> [THE PROBLEM]:
Nothing before the line containing "Note: mark the laptop" belongs in the answer; quote that line and all lines after it through the end of the material, word for word.

> [WORKING DATA]:
== Segment start ==

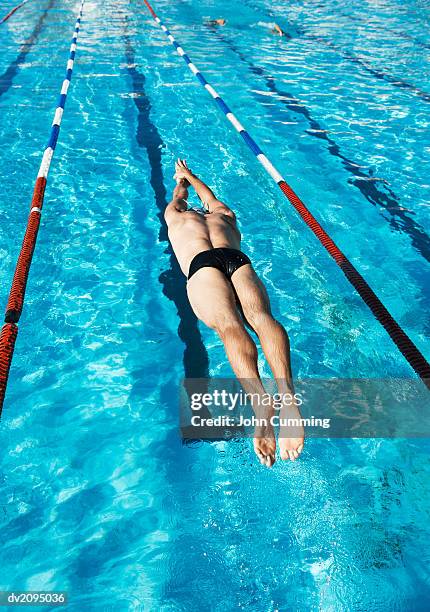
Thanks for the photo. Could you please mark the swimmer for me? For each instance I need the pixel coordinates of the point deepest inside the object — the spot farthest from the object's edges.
(225, 293)
(216, 22)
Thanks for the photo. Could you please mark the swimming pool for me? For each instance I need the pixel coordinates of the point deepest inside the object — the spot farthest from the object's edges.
(99, 496)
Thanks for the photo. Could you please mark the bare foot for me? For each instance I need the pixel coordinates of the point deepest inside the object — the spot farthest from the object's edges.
(291, 433)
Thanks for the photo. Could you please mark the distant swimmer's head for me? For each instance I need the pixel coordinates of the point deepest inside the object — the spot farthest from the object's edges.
(217, 22)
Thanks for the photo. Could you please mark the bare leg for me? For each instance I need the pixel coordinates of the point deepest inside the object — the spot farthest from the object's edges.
(213, 301)
(276, 347)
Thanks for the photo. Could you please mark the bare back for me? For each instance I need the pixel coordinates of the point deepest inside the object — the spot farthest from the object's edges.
(190, 233)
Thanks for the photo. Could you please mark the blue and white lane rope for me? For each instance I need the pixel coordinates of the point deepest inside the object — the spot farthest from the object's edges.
(408, 349)
(15, 303)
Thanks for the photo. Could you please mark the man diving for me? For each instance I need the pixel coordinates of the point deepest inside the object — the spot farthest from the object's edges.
(225, 293)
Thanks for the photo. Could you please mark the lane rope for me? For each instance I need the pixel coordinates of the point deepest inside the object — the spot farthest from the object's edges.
(405, 345)
(6, 17)
(15, 302)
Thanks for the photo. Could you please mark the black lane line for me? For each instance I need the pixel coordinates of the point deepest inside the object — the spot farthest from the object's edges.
(195, 360)
(6, 79)
(399, 220)
(379, 74)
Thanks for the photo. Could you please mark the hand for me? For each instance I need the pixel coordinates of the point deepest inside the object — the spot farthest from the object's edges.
(182, 172)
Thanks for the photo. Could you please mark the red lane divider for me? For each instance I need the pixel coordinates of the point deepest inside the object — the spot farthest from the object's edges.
(15, 302)
(408, 349)
(19, 282)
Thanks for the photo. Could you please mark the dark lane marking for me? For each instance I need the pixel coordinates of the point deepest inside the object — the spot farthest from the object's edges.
(6, 79)
(399, 220)
(196, 361)
(379, 74)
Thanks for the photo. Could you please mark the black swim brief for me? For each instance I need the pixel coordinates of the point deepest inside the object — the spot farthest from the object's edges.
(224, 259)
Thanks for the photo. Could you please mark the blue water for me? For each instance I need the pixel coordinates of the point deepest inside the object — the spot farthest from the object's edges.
(98, 495)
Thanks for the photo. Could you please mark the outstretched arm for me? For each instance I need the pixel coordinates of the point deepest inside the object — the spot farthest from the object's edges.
(179, 200)
(206, 195)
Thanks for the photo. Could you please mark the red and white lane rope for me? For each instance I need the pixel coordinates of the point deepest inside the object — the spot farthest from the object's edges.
(15, 302)
(408, 349)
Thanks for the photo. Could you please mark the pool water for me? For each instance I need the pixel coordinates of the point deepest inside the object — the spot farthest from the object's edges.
(99, 496)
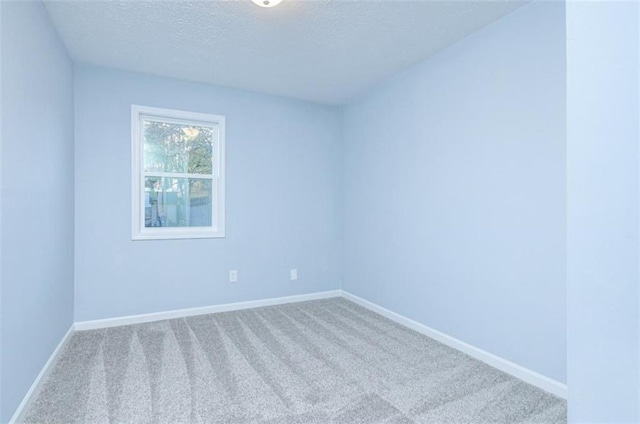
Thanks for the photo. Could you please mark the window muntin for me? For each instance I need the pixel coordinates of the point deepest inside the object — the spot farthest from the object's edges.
(178, 174)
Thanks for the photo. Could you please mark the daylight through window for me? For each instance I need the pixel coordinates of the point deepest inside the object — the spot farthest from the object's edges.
(178, 174)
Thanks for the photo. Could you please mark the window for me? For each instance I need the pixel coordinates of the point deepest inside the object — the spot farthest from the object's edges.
(178, 174)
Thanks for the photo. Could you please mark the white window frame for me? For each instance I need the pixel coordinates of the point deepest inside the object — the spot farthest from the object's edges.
(139, 231)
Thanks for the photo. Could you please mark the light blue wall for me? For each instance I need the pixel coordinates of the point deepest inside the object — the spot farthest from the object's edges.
(282, 200)
(454, 191)
(37, 196)
(602, 259)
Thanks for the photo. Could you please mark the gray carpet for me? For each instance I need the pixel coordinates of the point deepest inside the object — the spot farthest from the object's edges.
(325, 361)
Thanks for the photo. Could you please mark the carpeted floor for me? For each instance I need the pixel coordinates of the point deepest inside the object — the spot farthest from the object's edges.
(325, 361)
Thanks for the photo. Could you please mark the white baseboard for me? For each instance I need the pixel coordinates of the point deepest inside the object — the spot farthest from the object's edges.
(35, 388)
(545, 383)
(181, 313)
(527, 375)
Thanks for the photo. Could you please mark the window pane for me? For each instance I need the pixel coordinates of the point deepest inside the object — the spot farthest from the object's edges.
(179, 148)
(177, 202)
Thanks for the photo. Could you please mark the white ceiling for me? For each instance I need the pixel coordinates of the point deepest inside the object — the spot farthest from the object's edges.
(320, 50)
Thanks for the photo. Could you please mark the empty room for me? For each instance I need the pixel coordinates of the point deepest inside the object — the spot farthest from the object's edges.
(319, 211)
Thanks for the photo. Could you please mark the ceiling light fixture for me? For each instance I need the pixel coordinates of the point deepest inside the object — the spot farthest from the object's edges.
(267, 3)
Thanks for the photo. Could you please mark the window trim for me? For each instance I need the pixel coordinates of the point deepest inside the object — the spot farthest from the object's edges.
(138, 230)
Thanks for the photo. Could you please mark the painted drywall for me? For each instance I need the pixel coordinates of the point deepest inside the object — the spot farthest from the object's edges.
(37, 196)
(282, 211)
(602, 211)
(454, 191)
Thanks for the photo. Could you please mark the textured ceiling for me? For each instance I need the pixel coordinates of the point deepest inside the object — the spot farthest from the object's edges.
(320, 50)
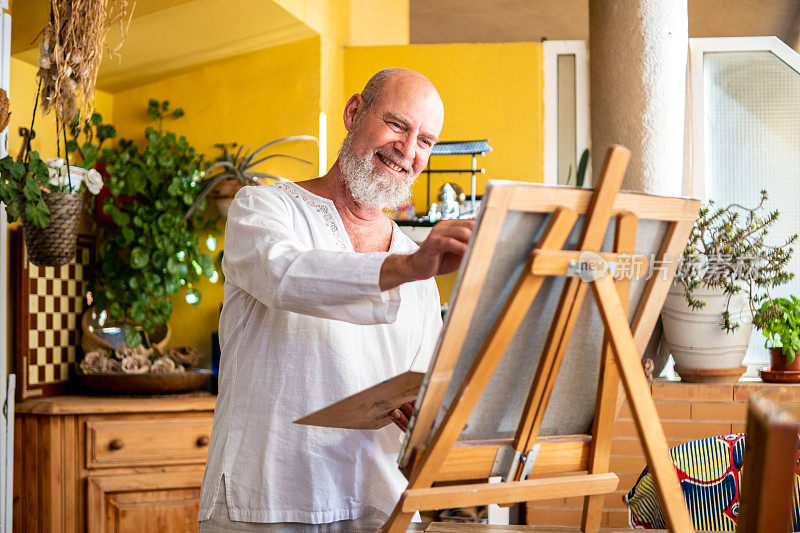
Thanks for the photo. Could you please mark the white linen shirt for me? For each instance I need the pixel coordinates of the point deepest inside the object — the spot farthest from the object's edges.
(304, 324)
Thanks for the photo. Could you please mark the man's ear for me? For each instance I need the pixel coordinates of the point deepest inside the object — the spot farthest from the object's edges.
(351, 110)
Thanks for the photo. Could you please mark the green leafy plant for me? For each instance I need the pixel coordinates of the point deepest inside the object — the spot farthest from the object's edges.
(95, 133)
(25, 181)
(727, 250)
(779, 321)
(21, 185)
(149, 251)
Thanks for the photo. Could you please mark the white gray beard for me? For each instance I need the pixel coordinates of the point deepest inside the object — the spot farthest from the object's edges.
(369, 185)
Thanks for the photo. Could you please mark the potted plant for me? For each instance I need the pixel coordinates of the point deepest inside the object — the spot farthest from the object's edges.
(779, 321)
(237, 171)
(149, 251)
(726, 271)
(47, 195)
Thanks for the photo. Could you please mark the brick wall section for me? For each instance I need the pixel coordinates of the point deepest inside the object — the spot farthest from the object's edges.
(688, 412)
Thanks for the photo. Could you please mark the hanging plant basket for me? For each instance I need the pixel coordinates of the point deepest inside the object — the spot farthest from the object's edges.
(54, 245)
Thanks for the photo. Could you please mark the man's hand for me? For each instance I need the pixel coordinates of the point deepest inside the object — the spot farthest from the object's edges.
(402, 415)
(440, 253)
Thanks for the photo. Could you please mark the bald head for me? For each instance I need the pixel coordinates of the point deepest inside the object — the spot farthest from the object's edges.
(392, 126)
(381, 79)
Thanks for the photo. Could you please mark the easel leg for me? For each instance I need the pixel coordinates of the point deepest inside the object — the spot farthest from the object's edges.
(644, 410)
(608, 385)
(601, 433)
(399, 521)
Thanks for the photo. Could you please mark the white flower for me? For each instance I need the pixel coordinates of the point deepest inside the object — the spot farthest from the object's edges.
(94, 181)
(59, 177)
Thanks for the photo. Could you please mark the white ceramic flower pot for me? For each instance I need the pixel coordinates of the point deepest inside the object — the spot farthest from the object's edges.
(696, 339)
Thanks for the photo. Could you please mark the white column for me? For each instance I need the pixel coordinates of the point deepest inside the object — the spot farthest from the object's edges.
(637, 55)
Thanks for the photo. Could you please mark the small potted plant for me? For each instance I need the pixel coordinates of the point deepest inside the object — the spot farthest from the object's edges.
(725, 273)
(47, 195)
(238, 170)
(779, 321)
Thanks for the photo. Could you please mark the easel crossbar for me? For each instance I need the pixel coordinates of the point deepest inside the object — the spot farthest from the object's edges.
(430, 499)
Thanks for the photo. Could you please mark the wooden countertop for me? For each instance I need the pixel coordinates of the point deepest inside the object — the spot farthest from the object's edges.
(447, 527)
(79, 405)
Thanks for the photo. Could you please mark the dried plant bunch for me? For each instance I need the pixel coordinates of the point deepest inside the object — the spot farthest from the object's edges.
(5, 109)
(71, 50)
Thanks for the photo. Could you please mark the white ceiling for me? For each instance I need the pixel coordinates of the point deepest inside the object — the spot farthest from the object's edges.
(472, 21)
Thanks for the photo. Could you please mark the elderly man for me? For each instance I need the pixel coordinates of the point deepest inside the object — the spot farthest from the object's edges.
(324, 296)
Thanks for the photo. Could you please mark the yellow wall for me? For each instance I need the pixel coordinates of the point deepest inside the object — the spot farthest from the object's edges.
(281, 91)
(250, 99)
(489, 91)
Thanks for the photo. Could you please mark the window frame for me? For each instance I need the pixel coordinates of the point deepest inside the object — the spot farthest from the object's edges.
(550, 52)
(696, 181)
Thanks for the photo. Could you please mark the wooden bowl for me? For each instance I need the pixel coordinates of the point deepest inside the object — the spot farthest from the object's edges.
(147, 383)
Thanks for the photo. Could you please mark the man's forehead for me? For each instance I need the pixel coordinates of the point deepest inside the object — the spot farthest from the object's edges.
(413, 97)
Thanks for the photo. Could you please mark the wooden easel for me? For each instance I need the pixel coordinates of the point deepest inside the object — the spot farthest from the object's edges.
(436, 456)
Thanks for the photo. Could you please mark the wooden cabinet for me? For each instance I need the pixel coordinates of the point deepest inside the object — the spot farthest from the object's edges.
(110, 464)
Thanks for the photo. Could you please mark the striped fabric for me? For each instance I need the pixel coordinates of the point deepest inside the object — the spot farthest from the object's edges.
(709, 472)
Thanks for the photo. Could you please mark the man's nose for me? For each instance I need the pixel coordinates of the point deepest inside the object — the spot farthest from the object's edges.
(405, 145)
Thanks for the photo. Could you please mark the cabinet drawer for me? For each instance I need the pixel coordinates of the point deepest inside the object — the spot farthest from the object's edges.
(151, 441)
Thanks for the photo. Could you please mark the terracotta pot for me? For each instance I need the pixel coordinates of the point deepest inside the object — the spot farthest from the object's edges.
(778, 361)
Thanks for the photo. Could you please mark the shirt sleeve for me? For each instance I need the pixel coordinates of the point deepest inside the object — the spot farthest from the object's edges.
(262, 257)
(431, 329)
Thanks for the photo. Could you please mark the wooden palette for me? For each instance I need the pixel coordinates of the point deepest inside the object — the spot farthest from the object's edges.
(369, 408)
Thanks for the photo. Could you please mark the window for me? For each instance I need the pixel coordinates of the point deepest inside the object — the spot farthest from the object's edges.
(745, 111)
(566, 110)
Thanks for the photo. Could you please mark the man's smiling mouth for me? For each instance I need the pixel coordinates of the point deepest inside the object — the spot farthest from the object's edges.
(391, 164)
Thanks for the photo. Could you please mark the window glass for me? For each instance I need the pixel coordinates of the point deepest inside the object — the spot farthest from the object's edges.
(752, 141)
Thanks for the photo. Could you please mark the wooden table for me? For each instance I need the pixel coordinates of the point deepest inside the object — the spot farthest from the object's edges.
(110, 463)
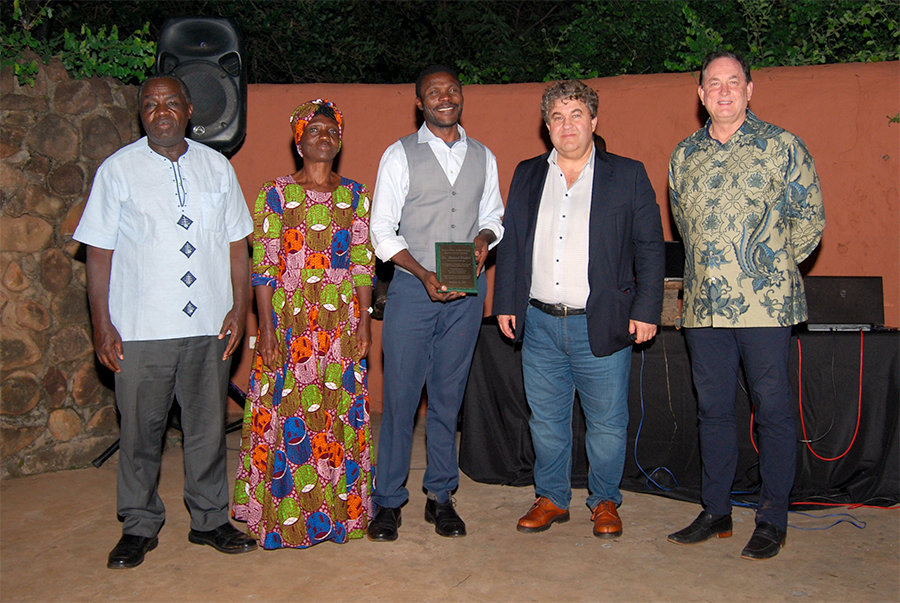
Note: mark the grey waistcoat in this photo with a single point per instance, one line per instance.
(434, 211)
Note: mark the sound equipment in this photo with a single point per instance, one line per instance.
(844, 303)
(207, 53)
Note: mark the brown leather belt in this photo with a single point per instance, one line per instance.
(558, 310)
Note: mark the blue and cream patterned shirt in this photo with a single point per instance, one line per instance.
(749, 211)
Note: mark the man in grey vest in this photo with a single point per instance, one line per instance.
(435, 185)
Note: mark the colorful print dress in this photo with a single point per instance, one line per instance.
(305, 473)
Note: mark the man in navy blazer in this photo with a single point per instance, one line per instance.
(579, 279)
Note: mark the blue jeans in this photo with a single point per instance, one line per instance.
(557, 360)
(715, 355)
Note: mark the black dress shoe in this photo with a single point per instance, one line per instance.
(766, 541)
(225, 539)
(383, 527)
(705, 526)
(130, 551)
(443, 516)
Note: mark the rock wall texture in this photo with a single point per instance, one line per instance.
(54, 411)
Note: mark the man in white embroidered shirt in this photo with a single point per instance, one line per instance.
(434, 185)
(166, 227)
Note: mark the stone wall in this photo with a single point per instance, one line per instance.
(54, 411)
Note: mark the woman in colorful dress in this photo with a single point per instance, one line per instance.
(305, 473)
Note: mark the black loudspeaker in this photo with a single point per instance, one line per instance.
(207, 53)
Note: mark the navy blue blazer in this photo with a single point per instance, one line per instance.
(626, 259)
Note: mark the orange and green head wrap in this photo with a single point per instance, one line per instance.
(304, 113)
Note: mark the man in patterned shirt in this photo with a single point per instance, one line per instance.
(746, 198)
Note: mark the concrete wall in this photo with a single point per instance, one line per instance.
(840, 111)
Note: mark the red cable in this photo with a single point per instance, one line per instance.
(800, 393)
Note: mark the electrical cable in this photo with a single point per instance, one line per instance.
(637, 438)
(800, 395)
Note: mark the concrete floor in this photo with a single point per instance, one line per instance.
(57, 530)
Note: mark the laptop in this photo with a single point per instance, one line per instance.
(844, 303)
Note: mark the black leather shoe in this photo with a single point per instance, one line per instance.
(383, 527)
(766, 541)
(130, 551)
(704, 527)
(443, 516)
(225, 539)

== Segment end ==

> [EXERCISE RESPONSE]:
Note: mark the laptop in this photo with a single point per instance, one line per instance.
(844, 303)
Note: mark the black leather shoe in this photo with a single point per instance, one line per instance.
(383, 527)
(766, 541)
(130, 551)
(704, 527)
(443, 516)
(225, 539)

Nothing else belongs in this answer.